| INSTRUCTIONS TO FOLLOW |
Copy out the data word for word, from the line with "target | green metal fence" up to and including the last line of the data.

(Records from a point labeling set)
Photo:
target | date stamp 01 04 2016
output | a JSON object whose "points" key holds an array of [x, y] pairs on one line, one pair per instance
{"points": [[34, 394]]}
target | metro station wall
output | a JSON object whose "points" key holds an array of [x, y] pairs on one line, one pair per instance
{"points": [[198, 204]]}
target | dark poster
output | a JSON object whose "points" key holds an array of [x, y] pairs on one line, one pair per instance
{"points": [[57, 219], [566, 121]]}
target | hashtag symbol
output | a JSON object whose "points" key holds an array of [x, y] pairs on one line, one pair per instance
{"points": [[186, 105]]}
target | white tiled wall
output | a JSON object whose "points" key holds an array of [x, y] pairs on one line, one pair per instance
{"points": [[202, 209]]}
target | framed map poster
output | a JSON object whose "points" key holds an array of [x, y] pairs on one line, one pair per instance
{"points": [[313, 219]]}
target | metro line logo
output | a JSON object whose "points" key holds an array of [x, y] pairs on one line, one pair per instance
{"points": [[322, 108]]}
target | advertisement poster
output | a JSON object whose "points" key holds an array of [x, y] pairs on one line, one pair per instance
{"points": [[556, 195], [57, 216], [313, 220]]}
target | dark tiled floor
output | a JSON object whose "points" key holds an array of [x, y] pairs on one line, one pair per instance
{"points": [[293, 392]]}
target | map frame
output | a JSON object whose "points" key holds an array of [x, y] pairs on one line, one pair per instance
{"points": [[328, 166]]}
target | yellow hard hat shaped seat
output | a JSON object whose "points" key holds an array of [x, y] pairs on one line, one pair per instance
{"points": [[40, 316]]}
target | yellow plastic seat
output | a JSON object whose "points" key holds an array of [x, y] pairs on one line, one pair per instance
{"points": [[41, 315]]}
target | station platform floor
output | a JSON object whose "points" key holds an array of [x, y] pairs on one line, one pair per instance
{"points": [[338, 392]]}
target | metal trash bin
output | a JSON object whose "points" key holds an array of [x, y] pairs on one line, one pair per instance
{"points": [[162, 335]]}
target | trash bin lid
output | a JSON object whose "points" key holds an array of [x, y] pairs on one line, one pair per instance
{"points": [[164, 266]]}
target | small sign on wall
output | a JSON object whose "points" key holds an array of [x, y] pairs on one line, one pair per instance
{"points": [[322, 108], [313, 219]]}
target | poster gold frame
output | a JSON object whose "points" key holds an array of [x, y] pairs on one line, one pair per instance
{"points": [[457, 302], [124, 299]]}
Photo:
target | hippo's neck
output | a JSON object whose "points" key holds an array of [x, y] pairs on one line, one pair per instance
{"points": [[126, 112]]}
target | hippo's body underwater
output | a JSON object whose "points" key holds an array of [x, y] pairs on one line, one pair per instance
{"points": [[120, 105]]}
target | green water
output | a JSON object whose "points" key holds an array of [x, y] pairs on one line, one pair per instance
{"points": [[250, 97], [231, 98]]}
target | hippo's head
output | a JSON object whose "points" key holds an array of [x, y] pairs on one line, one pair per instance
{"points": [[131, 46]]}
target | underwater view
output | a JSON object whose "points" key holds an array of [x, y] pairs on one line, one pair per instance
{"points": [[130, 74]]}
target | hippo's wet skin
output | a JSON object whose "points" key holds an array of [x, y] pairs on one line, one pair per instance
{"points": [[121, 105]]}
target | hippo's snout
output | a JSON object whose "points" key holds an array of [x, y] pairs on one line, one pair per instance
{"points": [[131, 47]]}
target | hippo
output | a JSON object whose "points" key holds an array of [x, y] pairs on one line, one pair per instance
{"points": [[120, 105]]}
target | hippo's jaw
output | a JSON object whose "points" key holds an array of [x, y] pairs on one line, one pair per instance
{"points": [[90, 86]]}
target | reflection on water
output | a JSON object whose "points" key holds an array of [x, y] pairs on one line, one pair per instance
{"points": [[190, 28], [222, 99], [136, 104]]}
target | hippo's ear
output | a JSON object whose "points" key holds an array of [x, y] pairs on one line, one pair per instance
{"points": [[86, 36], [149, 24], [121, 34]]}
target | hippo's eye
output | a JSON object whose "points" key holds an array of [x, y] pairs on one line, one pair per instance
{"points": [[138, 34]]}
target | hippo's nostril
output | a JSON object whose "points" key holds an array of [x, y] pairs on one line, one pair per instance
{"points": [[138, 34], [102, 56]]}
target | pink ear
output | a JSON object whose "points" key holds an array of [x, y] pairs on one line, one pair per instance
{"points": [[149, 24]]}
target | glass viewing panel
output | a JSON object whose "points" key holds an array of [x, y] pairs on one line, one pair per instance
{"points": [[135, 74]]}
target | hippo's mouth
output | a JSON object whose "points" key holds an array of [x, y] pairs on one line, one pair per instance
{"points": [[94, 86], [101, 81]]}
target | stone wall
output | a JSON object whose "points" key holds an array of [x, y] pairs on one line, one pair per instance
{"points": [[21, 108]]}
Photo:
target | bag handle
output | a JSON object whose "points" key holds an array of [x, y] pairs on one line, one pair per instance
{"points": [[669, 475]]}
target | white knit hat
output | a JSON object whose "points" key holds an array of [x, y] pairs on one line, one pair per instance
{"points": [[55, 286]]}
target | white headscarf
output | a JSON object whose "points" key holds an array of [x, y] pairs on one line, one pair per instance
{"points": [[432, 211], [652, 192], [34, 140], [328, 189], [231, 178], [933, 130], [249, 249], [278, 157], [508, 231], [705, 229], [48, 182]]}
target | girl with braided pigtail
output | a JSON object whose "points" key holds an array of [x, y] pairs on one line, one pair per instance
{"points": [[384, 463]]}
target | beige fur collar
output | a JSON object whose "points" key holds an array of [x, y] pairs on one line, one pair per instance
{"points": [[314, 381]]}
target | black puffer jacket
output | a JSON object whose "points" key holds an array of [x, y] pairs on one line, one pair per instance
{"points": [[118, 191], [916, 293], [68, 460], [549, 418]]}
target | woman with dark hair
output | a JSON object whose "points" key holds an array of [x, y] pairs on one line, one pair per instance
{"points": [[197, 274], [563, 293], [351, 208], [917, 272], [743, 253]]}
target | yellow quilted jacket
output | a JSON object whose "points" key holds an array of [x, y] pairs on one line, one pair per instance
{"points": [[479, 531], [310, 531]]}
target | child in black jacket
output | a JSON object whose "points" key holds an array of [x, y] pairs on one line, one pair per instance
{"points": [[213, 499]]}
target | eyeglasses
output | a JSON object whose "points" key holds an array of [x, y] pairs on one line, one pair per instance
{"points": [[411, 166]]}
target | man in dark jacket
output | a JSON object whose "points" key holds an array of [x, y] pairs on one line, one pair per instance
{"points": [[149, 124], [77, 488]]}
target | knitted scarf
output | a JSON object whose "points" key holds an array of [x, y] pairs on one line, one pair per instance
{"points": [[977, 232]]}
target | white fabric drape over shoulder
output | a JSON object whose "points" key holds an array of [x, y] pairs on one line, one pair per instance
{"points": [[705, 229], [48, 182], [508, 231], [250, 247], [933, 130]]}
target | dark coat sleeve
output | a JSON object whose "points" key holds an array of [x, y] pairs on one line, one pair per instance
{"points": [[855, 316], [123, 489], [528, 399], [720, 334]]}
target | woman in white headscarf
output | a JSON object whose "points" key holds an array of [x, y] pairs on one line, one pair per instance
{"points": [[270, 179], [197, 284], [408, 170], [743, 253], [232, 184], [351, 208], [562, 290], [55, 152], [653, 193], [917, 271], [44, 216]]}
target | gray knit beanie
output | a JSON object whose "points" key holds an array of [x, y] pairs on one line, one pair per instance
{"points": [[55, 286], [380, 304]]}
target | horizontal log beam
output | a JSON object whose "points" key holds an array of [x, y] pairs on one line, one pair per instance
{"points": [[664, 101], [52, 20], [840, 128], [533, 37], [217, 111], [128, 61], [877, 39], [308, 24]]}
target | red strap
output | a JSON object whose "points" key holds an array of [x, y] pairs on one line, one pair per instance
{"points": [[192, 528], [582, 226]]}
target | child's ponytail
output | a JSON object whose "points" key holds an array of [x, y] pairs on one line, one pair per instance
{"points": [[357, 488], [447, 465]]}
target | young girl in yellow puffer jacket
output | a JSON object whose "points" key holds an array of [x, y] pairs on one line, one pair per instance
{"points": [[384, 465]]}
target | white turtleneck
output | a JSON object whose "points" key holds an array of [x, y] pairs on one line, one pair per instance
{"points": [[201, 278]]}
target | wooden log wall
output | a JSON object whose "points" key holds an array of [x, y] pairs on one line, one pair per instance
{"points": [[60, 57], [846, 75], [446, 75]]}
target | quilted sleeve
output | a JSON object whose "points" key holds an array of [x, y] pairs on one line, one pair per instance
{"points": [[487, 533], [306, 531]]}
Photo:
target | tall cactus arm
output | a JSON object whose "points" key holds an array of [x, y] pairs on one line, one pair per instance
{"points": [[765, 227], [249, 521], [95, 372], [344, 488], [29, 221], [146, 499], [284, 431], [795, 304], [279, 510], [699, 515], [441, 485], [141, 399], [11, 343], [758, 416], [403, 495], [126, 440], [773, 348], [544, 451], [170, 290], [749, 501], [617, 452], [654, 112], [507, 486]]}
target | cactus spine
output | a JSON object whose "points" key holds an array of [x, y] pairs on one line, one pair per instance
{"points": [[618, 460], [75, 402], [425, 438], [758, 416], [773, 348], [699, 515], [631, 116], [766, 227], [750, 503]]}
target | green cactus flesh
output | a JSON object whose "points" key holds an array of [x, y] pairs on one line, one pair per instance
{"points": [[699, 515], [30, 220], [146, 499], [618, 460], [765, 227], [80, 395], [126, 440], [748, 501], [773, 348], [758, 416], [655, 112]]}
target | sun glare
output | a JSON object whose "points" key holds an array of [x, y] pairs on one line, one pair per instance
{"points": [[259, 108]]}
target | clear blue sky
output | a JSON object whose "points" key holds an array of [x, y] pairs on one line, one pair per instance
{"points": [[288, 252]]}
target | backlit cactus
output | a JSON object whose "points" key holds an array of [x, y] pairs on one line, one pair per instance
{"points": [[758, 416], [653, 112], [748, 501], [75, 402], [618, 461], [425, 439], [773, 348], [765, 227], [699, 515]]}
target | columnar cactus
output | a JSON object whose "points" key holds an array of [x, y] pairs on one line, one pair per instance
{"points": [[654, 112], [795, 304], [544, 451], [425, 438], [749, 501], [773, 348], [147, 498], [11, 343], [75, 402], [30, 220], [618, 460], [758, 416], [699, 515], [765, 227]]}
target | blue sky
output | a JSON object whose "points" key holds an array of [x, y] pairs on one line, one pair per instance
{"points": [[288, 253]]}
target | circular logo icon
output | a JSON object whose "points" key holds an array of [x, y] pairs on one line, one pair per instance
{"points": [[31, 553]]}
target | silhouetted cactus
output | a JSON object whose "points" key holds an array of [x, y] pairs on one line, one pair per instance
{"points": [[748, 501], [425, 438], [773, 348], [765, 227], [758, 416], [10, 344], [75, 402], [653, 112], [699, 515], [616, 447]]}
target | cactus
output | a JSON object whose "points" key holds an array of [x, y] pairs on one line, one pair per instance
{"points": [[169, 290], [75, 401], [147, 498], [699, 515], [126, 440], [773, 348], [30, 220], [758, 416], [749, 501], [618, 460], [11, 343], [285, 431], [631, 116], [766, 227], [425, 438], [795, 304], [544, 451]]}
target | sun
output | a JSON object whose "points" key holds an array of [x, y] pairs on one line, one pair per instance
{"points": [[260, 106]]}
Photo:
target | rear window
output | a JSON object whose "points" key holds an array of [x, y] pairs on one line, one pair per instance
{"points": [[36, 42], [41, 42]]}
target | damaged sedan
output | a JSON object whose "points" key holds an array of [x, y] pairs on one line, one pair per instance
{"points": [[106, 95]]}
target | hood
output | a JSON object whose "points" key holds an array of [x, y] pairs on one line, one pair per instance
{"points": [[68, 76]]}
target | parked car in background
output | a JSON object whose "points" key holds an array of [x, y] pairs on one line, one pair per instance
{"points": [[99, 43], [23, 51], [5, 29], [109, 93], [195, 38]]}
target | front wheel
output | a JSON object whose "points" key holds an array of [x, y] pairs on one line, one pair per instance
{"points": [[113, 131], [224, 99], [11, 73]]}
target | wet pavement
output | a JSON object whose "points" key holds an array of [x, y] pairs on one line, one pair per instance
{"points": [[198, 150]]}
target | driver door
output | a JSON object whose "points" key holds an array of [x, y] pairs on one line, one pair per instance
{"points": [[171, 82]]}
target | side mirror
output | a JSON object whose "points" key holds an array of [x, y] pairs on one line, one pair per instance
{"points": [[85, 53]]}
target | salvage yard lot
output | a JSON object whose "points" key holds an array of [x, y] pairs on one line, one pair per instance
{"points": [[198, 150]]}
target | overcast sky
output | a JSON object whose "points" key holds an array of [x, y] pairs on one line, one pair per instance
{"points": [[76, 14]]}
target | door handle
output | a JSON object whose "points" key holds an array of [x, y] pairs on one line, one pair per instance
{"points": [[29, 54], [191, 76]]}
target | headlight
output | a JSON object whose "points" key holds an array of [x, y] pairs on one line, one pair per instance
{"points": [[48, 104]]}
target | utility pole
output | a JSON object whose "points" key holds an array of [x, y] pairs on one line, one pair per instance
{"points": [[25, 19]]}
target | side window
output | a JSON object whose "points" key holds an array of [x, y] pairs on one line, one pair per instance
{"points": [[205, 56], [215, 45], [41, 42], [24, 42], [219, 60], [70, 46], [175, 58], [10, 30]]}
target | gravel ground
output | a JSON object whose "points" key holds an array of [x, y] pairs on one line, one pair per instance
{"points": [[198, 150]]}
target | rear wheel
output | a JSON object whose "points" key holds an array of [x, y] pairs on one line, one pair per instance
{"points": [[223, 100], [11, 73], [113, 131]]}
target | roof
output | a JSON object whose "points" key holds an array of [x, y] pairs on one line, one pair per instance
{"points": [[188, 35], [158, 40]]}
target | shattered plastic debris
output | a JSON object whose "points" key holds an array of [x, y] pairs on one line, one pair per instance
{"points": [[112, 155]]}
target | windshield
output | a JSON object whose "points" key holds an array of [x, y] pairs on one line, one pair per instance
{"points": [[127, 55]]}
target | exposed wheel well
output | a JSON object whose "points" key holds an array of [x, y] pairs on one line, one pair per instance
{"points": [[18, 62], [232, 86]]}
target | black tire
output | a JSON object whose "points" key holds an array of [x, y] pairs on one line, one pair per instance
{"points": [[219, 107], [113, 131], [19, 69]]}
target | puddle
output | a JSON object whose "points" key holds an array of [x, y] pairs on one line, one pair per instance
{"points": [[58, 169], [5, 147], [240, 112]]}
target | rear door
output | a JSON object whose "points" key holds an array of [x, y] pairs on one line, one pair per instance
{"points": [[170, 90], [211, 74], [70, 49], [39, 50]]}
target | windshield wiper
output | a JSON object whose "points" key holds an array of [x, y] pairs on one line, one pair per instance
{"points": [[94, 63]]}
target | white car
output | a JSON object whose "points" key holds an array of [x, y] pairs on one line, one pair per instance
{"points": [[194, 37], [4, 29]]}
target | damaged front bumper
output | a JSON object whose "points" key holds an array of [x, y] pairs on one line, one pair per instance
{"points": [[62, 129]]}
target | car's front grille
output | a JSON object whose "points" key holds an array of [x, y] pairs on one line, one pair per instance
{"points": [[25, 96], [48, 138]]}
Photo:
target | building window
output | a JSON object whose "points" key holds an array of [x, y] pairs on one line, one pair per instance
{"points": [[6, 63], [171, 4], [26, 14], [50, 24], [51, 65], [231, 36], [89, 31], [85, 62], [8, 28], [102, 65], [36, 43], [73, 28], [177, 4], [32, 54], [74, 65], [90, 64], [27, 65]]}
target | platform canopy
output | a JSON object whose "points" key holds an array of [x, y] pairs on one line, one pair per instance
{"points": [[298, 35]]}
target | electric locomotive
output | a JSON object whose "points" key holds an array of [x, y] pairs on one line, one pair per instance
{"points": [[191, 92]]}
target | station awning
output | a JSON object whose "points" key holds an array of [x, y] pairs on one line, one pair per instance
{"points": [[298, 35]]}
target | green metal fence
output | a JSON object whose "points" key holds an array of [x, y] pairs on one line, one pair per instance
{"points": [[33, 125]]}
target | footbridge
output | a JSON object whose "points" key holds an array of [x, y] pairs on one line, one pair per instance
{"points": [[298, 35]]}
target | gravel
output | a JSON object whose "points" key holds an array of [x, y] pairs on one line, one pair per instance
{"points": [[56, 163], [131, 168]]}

| PROBLEM SOLUTION |
target | green metal fence
output | a JSON object whose "points" key holds an array of [x, y] pairs on one line, one pair per instance
{"points": [[33, 125]]}
target | footbridge
output | a JSON object whose "points" key holds an array of [x, y] pairs on one line, one pair per instance
{"points": [[298, 35]]}
target | gravel
output | a JSON object whose "points" key holds an array of [x, y] pairs on one line, one pair per instance
{"points": [[56, 163], [131, 168]]}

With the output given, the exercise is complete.